§ **What the exercise asks**
Apart from the pictures, which must be omitted, restate the data exactly.

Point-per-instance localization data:

═══

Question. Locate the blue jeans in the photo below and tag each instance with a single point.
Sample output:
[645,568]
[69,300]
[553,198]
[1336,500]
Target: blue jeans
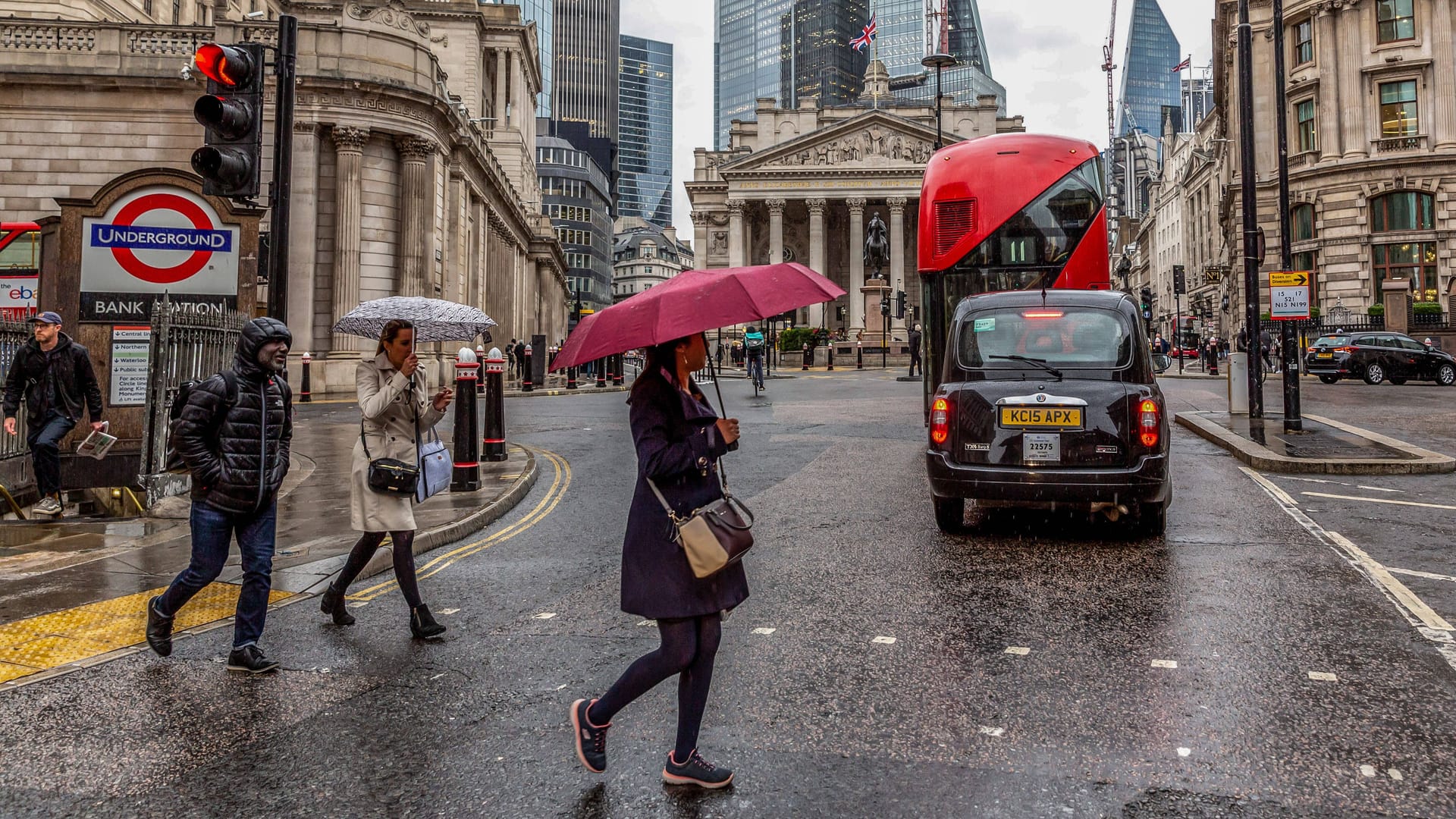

═══

§ **Response for this exercise**
Question. Locate the blue jeans in the photo below and tag each instance with a single point.
Sample output:
[645,568]
[69,300]
[553,198]
[1336,500]
Target: blue jeans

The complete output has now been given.